Excerpts of pointing data:
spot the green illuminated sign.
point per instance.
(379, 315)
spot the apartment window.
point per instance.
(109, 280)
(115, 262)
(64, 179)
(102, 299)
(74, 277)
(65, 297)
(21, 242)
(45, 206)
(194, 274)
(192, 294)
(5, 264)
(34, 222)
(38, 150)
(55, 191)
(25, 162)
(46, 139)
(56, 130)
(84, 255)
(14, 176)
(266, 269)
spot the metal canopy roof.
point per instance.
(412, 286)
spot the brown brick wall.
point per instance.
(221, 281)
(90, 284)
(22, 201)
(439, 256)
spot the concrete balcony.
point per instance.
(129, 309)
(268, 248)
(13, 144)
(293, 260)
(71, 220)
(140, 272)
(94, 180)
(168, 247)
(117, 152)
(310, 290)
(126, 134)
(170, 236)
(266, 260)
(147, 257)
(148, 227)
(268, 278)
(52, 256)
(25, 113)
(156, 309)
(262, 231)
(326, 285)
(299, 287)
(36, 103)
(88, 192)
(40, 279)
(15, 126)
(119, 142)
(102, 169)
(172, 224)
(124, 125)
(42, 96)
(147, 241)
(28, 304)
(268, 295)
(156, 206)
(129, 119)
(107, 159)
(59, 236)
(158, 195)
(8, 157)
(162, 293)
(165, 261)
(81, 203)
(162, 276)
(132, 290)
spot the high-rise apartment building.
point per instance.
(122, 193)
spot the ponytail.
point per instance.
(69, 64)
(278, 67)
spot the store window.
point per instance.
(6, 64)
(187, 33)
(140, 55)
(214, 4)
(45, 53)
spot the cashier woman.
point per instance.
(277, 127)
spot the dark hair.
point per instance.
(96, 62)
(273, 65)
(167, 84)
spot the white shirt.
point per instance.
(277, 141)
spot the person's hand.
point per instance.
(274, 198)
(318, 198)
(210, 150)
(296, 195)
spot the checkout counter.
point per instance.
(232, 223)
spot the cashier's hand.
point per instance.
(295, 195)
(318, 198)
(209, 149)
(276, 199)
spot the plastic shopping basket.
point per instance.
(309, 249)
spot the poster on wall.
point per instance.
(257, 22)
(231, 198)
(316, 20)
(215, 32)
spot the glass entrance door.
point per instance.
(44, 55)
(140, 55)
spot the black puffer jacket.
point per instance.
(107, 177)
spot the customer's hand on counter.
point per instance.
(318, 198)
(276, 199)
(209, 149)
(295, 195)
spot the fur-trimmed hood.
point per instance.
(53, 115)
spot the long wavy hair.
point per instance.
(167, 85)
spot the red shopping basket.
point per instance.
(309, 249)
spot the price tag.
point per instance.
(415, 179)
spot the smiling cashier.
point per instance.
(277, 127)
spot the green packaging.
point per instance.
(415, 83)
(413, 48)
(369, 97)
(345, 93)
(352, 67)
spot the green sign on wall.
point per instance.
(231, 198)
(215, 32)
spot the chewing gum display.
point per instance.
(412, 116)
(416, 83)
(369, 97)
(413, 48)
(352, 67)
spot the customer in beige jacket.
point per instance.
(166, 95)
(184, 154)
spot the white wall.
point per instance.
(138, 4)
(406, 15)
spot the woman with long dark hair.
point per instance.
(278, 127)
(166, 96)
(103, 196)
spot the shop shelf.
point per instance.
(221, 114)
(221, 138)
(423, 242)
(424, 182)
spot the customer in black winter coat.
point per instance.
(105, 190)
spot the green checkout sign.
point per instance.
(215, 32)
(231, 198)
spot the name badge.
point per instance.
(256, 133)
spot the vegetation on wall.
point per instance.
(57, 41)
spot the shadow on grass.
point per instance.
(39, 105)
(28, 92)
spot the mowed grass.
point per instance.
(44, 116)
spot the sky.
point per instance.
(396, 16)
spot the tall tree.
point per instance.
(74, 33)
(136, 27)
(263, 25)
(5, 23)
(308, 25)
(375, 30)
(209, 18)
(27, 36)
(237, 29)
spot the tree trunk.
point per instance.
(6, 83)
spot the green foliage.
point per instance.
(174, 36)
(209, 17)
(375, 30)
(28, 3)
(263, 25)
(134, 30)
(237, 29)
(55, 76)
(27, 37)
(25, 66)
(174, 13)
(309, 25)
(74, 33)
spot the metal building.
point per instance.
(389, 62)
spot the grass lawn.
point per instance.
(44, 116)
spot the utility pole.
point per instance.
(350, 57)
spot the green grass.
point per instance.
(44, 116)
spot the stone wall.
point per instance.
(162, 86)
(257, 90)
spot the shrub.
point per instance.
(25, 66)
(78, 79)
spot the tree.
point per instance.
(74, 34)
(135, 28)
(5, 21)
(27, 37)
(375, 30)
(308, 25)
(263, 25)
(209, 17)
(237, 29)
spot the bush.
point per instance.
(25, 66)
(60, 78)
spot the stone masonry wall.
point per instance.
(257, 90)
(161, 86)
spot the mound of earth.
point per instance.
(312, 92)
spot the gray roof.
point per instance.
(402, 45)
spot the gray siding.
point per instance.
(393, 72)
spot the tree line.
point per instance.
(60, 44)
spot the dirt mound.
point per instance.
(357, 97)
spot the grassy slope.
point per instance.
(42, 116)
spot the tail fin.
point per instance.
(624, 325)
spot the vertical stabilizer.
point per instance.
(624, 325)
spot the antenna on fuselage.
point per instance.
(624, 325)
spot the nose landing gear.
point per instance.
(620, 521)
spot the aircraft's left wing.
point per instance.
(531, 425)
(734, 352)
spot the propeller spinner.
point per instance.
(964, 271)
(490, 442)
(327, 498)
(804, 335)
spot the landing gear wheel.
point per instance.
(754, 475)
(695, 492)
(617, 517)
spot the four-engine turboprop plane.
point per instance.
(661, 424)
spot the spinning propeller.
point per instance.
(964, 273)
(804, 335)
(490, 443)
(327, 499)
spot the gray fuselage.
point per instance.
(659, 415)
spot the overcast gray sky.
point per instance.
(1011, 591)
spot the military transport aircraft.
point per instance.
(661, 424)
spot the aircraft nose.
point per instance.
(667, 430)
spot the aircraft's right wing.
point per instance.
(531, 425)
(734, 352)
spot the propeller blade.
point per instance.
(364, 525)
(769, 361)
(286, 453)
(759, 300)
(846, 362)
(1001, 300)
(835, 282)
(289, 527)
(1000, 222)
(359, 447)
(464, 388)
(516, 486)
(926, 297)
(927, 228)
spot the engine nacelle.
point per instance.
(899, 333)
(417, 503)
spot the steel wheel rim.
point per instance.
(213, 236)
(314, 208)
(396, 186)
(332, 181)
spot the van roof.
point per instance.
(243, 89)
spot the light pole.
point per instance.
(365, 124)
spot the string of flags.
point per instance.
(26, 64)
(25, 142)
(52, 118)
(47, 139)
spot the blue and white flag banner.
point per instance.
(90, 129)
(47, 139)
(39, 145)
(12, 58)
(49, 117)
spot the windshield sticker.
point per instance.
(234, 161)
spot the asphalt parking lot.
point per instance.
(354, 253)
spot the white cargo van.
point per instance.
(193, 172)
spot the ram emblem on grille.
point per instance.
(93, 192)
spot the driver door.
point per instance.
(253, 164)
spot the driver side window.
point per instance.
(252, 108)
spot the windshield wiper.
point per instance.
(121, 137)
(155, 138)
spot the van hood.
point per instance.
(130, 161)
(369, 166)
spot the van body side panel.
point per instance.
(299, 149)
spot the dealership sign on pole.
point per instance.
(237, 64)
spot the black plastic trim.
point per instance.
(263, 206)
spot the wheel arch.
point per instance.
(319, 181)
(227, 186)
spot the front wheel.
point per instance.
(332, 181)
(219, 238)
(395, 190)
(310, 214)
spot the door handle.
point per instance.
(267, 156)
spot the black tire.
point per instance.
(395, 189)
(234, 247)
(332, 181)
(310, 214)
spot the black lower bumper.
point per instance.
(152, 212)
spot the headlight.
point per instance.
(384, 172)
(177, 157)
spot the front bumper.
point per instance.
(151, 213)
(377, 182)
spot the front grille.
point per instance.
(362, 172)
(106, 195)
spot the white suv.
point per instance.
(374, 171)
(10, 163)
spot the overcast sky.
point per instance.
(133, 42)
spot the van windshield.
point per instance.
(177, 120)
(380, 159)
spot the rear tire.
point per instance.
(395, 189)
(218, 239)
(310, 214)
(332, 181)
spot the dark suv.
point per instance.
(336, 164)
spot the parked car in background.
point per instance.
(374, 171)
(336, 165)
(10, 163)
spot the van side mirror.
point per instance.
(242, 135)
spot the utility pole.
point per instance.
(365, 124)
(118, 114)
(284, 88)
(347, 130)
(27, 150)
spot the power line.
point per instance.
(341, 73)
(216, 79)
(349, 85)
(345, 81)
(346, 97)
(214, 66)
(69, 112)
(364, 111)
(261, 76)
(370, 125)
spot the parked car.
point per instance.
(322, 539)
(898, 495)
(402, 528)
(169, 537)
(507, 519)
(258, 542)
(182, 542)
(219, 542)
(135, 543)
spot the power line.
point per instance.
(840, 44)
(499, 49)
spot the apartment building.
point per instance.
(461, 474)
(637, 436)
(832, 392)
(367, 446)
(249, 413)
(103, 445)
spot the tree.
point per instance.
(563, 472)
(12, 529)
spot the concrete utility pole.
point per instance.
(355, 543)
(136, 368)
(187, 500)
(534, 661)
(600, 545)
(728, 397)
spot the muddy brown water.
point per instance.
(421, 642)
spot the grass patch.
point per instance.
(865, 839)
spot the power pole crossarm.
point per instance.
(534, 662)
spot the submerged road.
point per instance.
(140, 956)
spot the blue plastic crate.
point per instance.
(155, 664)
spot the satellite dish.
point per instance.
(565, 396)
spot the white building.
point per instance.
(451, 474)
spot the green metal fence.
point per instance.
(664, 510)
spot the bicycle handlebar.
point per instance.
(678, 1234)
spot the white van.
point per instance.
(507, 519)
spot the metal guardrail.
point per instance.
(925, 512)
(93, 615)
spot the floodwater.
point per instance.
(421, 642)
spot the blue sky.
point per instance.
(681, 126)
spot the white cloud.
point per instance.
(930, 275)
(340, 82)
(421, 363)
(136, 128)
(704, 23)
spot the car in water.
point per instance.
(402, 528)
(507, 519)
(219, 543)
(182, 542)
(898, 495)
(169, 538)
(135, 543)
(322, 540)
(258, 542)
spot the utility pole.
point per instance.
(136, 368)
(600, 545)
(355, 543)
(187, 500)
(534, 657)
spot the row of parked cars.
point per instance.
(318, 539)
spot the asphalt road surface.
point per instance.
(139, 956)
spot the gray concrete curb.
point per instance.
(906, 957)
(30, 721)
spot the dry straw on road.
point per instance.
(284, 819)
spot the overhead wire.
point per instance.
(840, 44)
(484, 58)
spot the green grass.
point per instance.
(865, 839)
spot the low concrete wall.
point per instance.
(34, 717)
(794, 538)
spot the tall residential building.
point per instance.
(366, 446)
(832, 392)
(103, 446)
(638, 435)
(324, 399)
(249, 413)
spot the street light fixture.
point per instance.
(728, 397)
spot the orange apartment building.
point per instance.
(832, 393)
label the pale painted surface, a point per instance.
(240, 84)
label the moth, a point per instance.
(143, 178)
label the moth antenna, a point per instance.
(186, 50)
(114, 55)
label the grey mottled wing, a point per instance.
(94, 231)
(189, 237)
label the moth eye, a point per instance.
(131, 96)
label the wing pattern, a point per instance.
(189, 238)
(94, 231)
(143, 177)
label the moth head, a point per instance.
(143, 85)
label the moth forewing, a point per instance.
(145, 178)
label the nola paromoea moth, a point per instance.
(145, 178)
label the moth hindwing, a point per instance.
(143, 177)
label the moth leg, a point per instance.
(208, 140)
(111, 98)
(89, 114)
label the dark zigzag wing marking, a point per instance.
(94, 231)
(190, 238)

- Directions:
Using the material above, extract the line that contains "spot the car in water." and every line after it, exactly as given; stop at the last line.

- Right answer:
spot the car in water.
point per instance.
(402, 528)
(507, 519)
(219, 543)
(182, 542)
(898, 495)
(169, 538)
(135, 543)
(322, 540)
(258, 542)
spot the utility pole.
point per instance.
(136, 368)
(600, 545)
(355, 543)
(187, 500)
(534, 657)
spot the row of parked cars.
point per instance.
(318, 539)
spot the asphalt road surface.
point per instance.
(139, 956)
spot the gray concrete curb.
point per instance.
(906, 957)
(30, 721)
spot the dry straw on road.
point per instance.
(284, 819)
spot the overhead wire.
point per instance.
(840, 44)
(484, 58)
spot the green grass.
point per instance.
(865, 839)
spot the low concrete wall.
point per instance.
(34, 717)
(794, 538)
spot the tall residential building.
point per instance.
(366, 446)
(832, 392)
(103, 446)
(638, 435)
(324, 399)
(249, 413)
spot the street light fixture.
point per instance.
(728, 397)
spot the orange apartment building.
point per instance.
(832, 393)
label the pale painted surface, a point per instance.
(240, 84)
label the moth, a point per instance.
(143, 178)
label the moth antenna, a point per instance.
(186, 50)
(114, 55)
label the grey mottled wing, a point per instance.
(94, 231)
(189, 237)
label the moth eye, a point per instance.
(131, 96)
label the wing pattern, a point per instance.
(189, 238)
(94, 231)
(143, 177)
label the moth head, a point per instance.
(143, 85)
label the moth forewing, a point per instance.
(145, 178)
label the nola paromoea moth, a point per instance.
(145, 178)
label the moth hindwing, a point per instance.
(143, 177)
label the moth leg, a point per instance.
(208, 140)
(111, 98)
(89, 114)
label the dark zigzag wing marking, a point per instance.
(94, 231)
(190, 238)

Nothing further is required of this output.